----- Excerpted records -----

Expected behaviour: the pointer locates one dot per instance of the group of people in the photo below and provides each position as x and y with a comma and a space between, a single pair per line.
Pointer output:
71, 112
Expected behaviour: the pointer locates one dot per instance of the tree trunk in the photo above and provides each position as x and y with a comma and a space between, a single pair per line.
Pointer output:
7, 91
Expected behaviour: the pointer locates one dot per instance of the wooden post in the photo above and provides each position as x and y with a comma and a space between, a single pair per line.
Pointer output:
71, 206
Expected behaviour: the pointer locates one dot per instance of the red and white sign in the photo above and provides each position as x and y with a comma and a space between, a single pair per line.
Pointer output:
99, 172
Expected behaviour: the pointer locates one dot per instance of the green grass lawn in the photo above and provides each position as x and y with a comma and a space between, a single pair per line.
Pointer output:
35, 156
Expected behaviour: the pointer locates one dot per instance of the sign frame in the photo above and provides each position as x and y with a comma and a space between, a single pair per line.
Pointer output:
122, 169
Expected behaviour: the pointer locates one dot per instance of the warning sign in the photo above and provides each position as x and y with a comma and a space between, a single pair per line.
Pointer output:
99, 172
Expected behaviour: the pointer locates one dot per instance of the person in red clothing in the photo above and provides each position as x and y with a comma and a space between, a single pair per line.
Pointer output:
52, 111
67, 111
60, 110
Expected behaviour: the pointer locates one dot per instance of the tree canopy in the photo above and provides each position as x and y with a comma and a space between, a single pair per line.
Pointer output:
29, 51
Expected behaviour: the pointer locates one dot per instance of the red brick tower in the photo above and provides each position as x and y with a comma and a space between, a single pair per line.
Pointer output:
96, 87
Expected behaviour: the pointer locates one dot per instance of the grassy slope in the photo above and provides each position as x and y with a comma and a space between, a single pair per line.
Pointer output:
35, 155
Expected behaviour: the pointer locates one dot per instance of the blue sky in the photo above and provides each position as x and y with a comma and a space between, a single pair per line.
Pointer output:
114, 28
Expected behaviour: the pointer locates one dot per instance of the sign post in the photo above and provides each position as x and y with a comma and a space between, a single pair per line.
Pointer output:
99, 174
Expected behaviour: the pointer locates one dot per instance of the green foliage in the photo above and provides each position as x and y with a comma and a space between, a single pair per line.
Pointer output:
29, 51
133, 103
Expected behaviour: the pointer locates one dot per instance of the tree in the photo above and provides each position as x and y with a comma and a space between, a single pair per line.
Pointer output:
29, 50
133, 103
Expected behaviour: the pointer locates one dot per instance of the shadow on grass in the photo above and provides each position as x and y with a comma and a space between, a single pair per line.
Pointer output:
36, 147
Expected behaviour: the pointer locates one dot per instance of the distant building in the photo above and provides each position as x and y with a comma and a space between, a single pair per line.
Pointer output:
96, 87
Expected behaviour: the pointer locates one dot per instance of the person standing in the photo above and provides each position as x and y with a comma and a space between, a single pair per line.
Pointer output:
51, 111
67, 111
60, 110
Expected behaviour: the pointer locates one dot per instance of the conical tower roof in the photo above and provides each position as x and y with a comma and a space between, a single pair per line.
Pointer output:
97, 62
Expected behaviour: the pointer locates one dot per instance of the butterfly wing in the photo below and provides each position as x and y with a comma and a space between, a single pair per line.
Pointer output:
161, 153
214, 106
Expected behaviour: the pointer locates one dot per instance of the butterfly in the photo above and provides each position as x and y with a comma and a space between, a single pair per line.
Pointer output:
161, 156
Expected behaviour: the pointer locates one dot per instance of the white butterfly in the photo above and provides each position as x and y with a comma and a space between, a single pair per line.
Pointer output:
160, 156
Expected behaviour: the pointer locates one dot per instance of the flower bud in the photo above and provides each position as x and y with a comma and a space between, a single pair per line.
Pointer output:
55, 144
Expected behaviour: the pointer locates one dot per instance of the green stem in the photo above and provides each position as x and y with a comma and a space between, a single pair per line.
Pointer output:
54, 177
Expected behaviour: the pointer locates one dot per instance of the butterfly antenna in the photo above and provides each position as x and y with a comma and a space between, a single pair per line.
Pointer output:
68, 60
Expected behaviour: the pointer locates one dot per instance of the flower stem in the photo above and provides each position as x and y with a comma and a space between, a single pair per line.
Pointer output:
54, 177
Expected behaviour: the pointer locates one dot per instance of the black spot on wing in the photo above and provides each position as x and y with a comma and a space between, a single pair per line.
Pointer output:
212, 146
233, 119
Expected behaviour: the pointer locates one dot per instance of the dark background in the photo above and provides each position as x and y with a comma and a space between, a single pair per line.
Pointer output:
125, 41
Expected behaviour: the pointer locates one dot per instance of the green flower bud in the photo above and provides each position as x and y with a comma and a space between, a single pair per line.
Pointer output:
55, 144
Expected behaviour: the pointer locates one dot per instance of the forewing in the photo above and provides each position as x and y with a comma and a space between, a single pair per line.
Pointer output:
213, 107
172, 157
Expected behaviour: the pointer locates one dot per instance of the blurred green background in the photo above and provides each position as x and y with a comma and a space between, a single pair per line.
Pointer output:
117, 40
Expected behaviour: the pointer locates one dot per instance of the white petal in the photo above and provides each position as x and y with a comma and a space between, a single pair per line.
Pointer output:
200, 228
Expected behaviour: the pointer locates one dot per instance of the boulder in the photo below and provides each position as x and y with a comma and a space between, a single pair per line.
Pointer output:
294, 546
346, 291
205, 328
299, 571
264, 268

-----

**Requirement:**
Turn every line of the entries above into a Markdown table with two columns, Row and Text. Give each line its own number, and leave out any blank lines.

**The output:**
| Row | Text |
|---|---|
| 1 | Expected behaviour: the pointer locates one dot per instance of the group of people in the photo below and provides each position as x and y with a comma and a space between, a single pair per line. |
| 2 | Pointer output: |
| 3 | 71, 112 |
| 4 | Expected behaviour: the pointer locates one dot per instance of the tree trunk in the photo above and provides each position as x and y with a comma and a space between, a single pair per line. |
| 5 | Pointer output: |
| 6 | 7, 91 |
| 7 | Expected behaviour: the pointer locates one dot per instance of the wooden post in the photo above and provides each position as x and y with a comma and a space between, a single pair per line. |
| 8 | Pointer output: |
| 9 | 71, 206 |
| 10 | Expected behaviour: the pointer locates one dot per instance of the red and white sign in the photo above and provides each position as x and y with a comma and a space between, a single pair per line. |
| 11 | Pointer output: |
| 12 | 99, 172 |
| 13 | Expected behaviour: the pointer locates one dot per instance of the green grass lawn in the photo above and provides each position as x and y with a comma and a space between, a single pair per line. |
| 14 | Pointer output: |
| 15 | 35, 156 |
| 16 | Expected behaviour: the pointer locates one dot per instance of the sign frame in the photo above and provides each position as x and y with a comma and a space between, a single pair per line. |
| 17 | Pointer output: |
| 18 | 122, 169 |
| 19 | Expected behaviour: the pointer locates one dot per instance of the warning sign in the photo above and provides each position as x and y with a comma and a space between, a single pair per line. |
| 20 | Pointer output: |
| 21 | 99, 172 |
| 22 | Expected behaviour: the pointer locates one dot per instance of the person in red clothing in the photo above and provides each position as x and y with a comma and a space between, a single pair per line. |
| 23 | Pointer output: |
| 24 | 52, 111 |
| 25 | 67, 111 |
| 26 | 60, 110 |
| 27 | Expected behaviour: the pointer locates one dot per instance of the tree canopy in the photo above and provides each position as x and y with a comma and a space between, a single pair per line. |
| 28 | Pointer output: |
| 29 | 29, 51 |
| 30 | Expected behaviour: the pointer locates one dot per instance of the red brick tower in the photo above and provides each position as x and y with a comma and a space between, a single pair per line. |
| 31 | Pointer output: |
| 32 | 96, 87 |
| 33 | Expected behaviour: the pointer locates one dot per instance of the grassy slope in the photo above and provides each position as x and y with a comma and a space between, a single pair per line. |
| 34 | Pointer output: |
| 35 | 35, 155 |
| 36 | Expected behaviour: the pointer locates one dot per instance of the blue sky in the photo above and provides each position as x and y with a comma and a space between, a single pair per line. |
| 37 | Pointer output: |
| 38 | 114, 28 |
| 39 | Expected behaviour: the pointer locates one dot per instance of the sign post in the photo above and provides each position as x and y with a comma and a space between, a single pair per line. |
| 40 | Pointer output: |
| 41 | 99, 174 |
| 42 | Expected behaviour: the pointer locates one dot per instance of the green foliage in the photo above and provides each position as x and y with a comma and a space between, a single pair per line. |
| 43 | Pointer output: |
| 44 | 29, 51 |
| 45 | 133, 103 |
| 46 | Expected behaviour: the pointer locates one dot per instance of the tree in the photo above and provides each position as x and y with a comma and a space between, a single pair per line. |
| 47 | Pointer output: |
| 48 | 29, 50 |
| 49 | 133, 103 |
| 50 | Expected behaviour: the pointer locates one dot per instance of the shadow on grass in the photo above and provides each position as x and y with a comma and a space between, a single pair per line. |
| 51 | Pointer output: |
| 52 | 36, 147 |
| 53 | Expected behaviour: the pointer locates one dot per instance of the distant building in the photo above and provides each position as x and y with a comma and a space between, a single pair per line. |
| 54 | Pointer output: |
| 55 | 96, 87 |
| 56 | Expected behaviour: the pointer locates one dot per instance of the person standing in the photo above and provides each position as x and y with a comma and a space between, a single pair per line. |
| 57 | Pointer output: |
| 58 | 51, 111 |
| 59 | 67, 111 |
| 60 | 60, 110 |
| 61 | Expected behaviour: the pointer locates one dot per instance of the conical tower roof in the photo above and provides each position as x and y with a comma and a space between, a single pair per line. |
| 62 | Pointer output: |
| 63 | 97, 62 |
| 64 | Expected behaviour: the pointer locates one dot per instance of the butterfly wing in the photo below and provides each position as x and y with a comma and a space between, a single pair per line. |
| 65 | Pointer output: |
| 66 | 161, 153 |
| 67 | 214, 106 |
| 68 | Expected behaviour: the pointer locates one dot per instance of the butterfly in the photo above and provides each position as x and y with a comma and a space between, a single pair per line. |
| 69 | Pointer output: |
| 70 | 161, 156 |
| 71 | Expected behaviour: the pointer locates one dot per instance of the white butterfly in the photo above and provides each position as x and y with a comma and a space between, a single pair per line. |
| 72 | Pointer output: |
| 73 | 160, 156 |
| 74 | Expected behaviour: the pointer locates one dot per instance of the flower bud in the photo above and provides each position as x and y with a comma and a space between, a single pair per line. |
| 75 | Pointer output: |
| 76 | 55, 144 |
| 77 | Expected behaviour: the pointer locates one dot per instance of the green stem in the photo above and provides each position as x and y with a comma and a space between, a single pair per line. |
| 78 | Pointer output: |
| 79 | 54, 177 |
| 80 | Expected behaviour: the pointer locates one dot per instance of the butterfly antenna in the photo above and provides each position as x and y with a comma and a space between, a single pair per line. |
| 81 | Pointer output: |
| 82 | 68, 60 |
| 83 | Expected behaviour: the pointer locates one dot per instance of the flower stem in the photo above and provides each position as x and y with a comma and a space between, a single pair per line. |
| 84 | Pointer output: |
| 85 | 54, 177 |
| 86 | Expected behaviour: the pointer locates one dot per instance of the black spot on wing in the photo above and provides each position as x and y with a comma and a space between, a single pair per line. |
| 87 | Pointer output: |
| 88 | 212, 146 |
| 89 | 233, 119 |
| 90 | Expected behaviour: the pointer locates one dot per instance of the dark background in the photo above and provides each position as x and y with a comma and a space between, a single pair per line. |
| 91 | Pointer output: |
| 92 | 125, 41 |
| 93 | Expected behaviour: the pointer locates one dot per instance of the green flower bud in the photo above and provides each position as x and y with a comma and a space between, a single pair per line. |
| 94 | Pointer output: |
| 95 | 55, 144 |
| 96 | Expected behaviour: the pointer locates one dot per instance of the forewing in the photo above and provides each position as x and y with a comma and a space between, a single pair per line. |
| 97 | Pointer output: |
| 98 | 213, 107 |
| 99 | 172, 157 |
| 100 | Expected behaviour: the pointer locates one dot per instance of the blurred green background in the photo above and provides each position as x and y with a comma and a space between, a single pair per line. |
| 101 | Pointer output: |
| 102 | 117, 40 |
| 103 | Expected behaviour: the pointer locates one dot per instance of the white petal in the photo above and provides each position as x and y with a comma and a space between, a single pair per line. |
| 104 | Pointer output: |
| 105 | 200, 228 |
| 106 | Expected behaviour: the pointer locates one dot per instance of the boulder in the photo below and provides each position as x and y with a comma and a space between, a single pair per line. |
| 107 | Pointer output: |
| 108 | 294, 546 |
| 109 | 346, 291 |
| 110 | 205, 328 |
| 111 | 299, 571 |
| 112 | 264, 268 |